[BEGIN Source passage]

The dual tragedies instill Daniel Glick with a hyper-awareness of the tenuous nature of existence. In a moment of paternal grace, he decides to take his son and daughter on a round-the-globe journey to re-forge the metal of their family while simultaneously exposing the kids to the world's rapidly disappearing natural wonders. "Monkey Dancing" is the story of that journey.
Early in life, Dan Glick proved Kerouacian in nature. At 17, he dropped out of college to hitchhike and ride freight trains back and forth across Canada. At 19, he dropped out again, this time for a European sojourn during which he traveled as a migrant farm worker. His honeymoon itself turned into a three year Asian odyssey, and now he must impart this love of the world and road to his children, Zoe and Kolya, umbilically tied to their Gameboys and their DVD-movies.
It is a healing and wondrous journey. Zoe and Kolya are awed from the start in Australia where they see a rare Cassowary in the wild, dive the Great Barrier Reef, and take a five-day walkabout across the world's largest oceanic island national park. From Australia the trio travels in Indonesia and Malaysia, and further into Vietnam, Cambodia and Thailand. They spend time in Nepal before heading off for comfortable Western European locales, finally returning to the states just two months post-9/11. Along the way, they are tutored in the havoc that man has played upon the environment, discover a world of cultures foreign to their own, and reinvent their family story in a wealth of shared experience.

[END Source passage]
[BEGIN Supplied information]

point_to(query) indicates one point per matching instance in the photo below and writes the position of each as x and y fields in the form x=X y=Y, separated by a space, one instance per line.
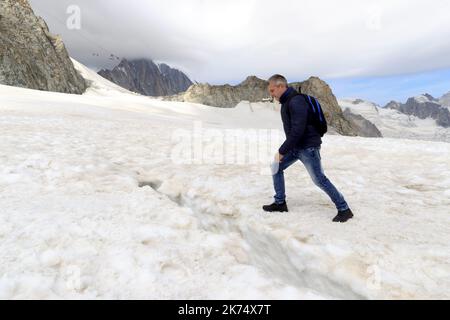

[END Supplied information]

[Your tasks]
A. Condense the paragraph of the passage about the Glick family's journey that begins "Early in life, Dan Glick proved Kerouacian" into a bulleted list that keeps its main facts.
B. Write out the part of the passage about the Glick family's journey starting at "The dual tragedies" and ending at "and their DVD-movies.", word for word.

[Answers for this exercise]
A.
- Dan Glick was a wanderer from an early age.
- At 17, he dropped out of college to hitchhike and ride freight trains back and forth across Canada.
- At 19, he dropped out again and traveled in Europe as a migrant farm worker.
- His honeymoon turned into a three-year Asian odyssey.
- He now must pass this love of the world and the road to his children, Zoe and Kolya, who are tied to their Gameboys and DVD-movies.

B.
The dual tragedies instill Daniel Glick with a hyper-awareness of the tenuous nature of existence. In a moment of paternal grace, he decides to take his son and daughter on a round-the-globe journey to re-forge the metal of their family while simultaneously exposing the kids to the world's rapidly disappearing natural wonders. "Monkey Dancing" is the story of that journey.
Early in life, Dan Glick proved Kerouacian in nature. At 17, he dropped out of college to hitchhike and ride freight trains back and forth across Canada. At 19, he dropped out again, this time for a European sojourn during which he traveled as a migrant farm worker. His honeymoon itself turned into a three year Asian odyssey, and now he must impart this love of the world and road to his children, Zoe and Kolya, umbilically tied to their Gameboys and their DVD-movies.